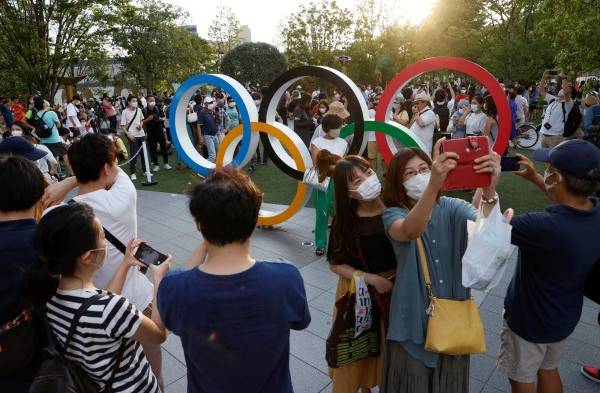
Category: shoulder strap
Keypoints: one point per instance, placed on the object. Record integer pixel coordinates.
(78, 315)
(132, 119)
(424, 265)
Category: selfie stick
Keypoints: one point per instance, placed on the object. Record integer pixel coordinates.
(149, 181)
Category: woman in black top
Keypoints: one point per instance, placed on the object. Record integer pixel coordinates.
(358, 242)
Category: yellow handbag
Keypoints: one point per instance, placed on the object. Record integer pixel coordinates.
(454, 326)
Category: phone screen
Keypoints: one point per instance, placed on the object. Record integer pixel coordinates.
(149, 256)
(509, 164)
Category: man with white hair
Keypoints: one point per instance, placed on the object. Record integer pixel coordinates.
(557, 112)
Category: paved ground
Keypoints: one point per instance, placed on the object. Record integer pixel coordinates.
(165, 222)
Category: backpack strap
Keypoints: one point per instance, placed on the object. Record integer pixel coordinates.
(91, 300)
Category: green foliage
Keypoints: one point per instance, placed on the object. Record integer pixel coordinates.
(254, 62)
(224, 30)
(316, 33)
(42, 41)
(154, 50)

********************

_Work item:_
Pull every line containing "Category" out of the material and copy it.

_Written response:_
Category: shoulder strap
Category: selfie stick
Category: woman in black top
Category: yellow handbag
Category: phone screen
Category: man with white hair
Category: paved ground
Category: backpack strap
Category: green foliage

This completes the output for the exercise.